[Short task]: Pick out every line of the records below that contains the string "horse", treating uppercase and lowercase as different. Copy each such line.
━━━━━ Input rows
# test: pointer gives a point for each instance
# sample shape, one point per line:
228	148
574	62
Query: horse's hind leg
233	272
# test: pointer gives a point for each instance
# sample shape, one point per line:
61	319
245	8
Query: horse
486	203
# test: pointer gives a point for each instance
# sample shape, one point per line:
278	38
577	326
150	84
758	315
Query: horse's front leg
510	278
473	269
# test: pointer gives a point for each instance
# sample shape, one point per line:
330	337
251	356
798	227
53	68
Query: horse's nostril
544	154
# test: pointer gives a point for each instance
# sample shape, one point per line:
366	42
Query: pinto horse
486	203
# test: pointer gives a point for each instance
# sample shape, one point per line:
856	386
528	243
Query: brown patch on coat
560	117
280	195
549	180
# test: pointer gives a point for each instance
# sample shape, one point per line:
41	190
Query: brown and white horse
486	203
━━━━━━━━━━
━━━━━ Input rows
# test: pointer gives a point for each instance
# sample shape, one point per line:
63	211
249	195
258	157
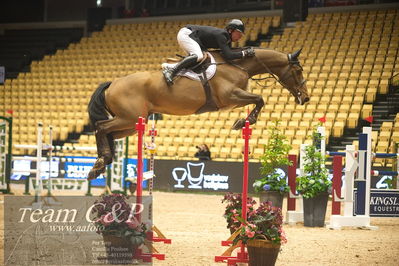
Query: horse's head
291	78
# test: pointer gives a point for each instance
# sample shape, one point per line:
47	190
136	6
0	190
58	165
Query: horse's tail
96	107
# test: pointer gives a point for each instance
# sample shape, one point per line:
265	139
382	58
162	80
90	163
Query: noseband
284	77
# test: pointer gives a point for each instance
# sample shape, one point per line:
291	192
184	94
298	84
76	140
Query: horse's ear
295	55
━━━━━━━━━━
[Answer to this problem]:
Query: horse's hind leg
Query: horse
Query: horse's front leg
Query: horse's nostril
Query: pinto horse
Query: brown and white horse
Query: horse's head
Query: horse's tail
Query: horse's ear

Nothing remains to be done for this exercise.